▸ CHALLENGE
Each entry has to be copied exactly, with nothing missed.

--- INFORMATION PROVIDED ---

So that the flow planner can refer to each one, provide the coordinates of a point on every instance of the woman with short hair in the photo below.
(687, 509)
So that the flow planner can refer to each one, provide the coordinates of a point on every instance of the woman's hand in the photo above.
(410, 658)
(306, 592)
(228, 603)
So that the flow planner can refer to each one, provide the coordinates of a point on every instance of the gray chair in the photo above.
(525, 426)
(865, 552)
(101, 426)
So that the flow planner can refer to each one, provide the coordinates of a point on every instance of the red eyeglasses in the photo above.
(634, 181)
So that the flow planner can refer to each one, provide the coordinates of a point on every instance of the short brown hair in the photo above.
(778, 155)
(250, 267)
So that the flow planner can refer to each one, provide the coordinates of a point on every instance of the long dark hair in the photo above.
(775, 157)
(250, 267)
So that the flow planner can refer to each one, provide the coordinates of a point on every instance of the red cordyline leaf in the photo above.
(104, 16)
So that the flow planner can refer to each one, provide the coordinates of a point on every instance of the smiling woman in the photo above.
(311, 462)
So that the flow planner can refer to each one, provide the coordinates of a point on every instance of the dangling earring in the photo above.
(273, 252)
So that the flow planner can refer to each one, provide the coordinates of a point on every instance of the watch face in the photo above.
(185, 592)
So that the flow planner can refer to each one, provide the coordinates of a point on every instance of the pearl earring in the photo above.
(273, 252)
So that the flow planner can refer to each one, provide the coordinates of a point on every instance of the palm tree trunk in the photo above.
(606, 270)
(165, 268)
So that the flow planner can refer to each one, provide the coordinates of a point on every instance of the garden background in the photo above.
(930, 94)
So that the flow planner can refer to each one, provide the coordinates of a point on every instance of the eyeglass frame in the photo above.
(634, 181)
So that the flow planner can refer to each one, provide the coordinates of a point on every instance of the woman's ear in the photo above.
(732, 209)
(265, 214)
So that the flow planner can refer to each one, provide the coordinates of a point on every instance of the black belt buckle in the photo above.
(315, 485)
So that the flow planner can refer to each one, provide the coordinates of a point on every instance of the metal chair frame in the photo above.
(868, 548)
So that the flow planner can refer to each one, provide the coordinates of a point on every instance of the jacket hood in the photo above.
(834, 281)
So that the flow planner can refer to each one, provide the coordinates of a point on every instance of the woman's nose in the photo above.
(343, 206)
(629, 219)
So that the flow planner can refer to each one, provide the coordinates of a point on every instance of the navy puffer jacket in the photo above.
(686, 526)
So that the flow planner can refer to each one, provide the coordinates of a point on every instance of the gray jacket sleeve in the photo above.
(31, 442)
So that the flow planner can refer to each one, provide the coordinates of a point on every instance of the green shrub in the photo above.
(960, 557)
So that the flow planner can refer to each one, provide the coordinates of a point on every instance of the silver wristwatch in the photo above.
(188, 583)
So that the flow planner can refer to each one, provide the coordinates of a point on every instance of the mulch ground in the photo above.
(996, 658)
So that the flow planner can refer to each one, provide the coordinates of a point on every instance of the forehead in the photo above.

---

▸ FINISHED ANSWER
So that the flow planner can refer to each one, provide the coordinates of a point on every instance of the woman with short hair in the photo below.
(687, 509)
So that the flow planner can refer to each one, provide the coordinates of a point on every instance of the woman's hand in the photo above.
(410, 658)
(306, 592)
(228, 603)
So that the flow planner can refer to each one, provide the coordinates of a point on every instance of the gray chair in the photo above.
(525, 426)
(865, 552)
(101, 426)
So that the flow planner can refer to each one, provide the coordinates of a point on every instance of the red eyeglasses in the photo above.
(634, 181)
So that the flow planner can refer to each one, provide the coordinates of a point on every instance of the short brown hair in the photo above.
(778, 155)
(250, 267)
So that the flow planner can refer to each one, provide the coordinates of a point on every instance of the long dark hair in the photo above.
(775, 157)
(250, 267)
So that the flow planner can refer to each one, provide the coordinates of a point on every instance of the red cordyline leaf in the photo above.
(104, 16)
So that the flow planner can refer to each one, provide the coordinates of a point on every instance of the smiling woman in the photo above.
(311, 462)
So that the flow planner can refer to each one, provide the coordinates of a point on every instance of the dangling earring in the photo above.
(273, 252)
So that the flow planner can refer to each one, provide the coordinates of a point on every instance of the watch face in the photo above.
(185, 592)
So that the flow planner can refer to each one, provide the coordinates of a point on every instance of the pearl earring in the photo above.
(273, 252)
So that the flow planner can refer to each one, provide the coordinates of a point on every instance of the palm tree trunk in the photo above.
(606, 270)
(165, 268)
So that the flow planner can refer to each one, provide the coordinates of a point on every instance of the garden background in the photo above.
(930, 94)
So that the flow planner can refer to each one, provide the coordinates of a point on every instance of the eyeglass frame in the photo above.
(634, 181)
So that the flow planner can refer to each one, provide the coordinates of a point on every instance of the woman's ear in the photo above.
(732, 209)
(265, 214)
So that the flow planner can refer to each one, provide the coordinates of a point on every instance of the black belt buckle in the photo above.
(315, 485)
So that the flow planner can refer to each one, provide the coordinates of a point on every instance of the metal chair frame in the photo above.
(868, 548)
So that the flow planner can refer to each one, provide the coordinates of a point on every instance of the jacket hood in the photo above.
(834, 281)
So that the flow planner can refer to each one, provide the coordinates of a point on every instance of the woman's nose in the photo above.
(343, 206)
(629, 219)
So that the flow planner can refer to each one, provide the coordinates of a point on every instance of the navy puffer jacket in the photo above.
(686, 526)
So that the flow planner can refer to each one, provide the coordinates of a point on every instance of the gray jacket sleeve in the photo above.
(31, 442)
So that the flow planner can refer to each one, provide the coordinates of a point on every instance of the green shrub in the photo above.
(960, 557)
So that the flow planner can refer to each one, provide the coordinates of a point on every instance of the silver wristwatch in the photo above.
(188, 583)
So that the flow planner can refer to each one, provide the coordinates of a point on every instance of the mulch ground in the photo above.
(996, 658)
So that the flow planner can refer to each one, provide the coordinates of a point on every instance of the forehead in the photo above.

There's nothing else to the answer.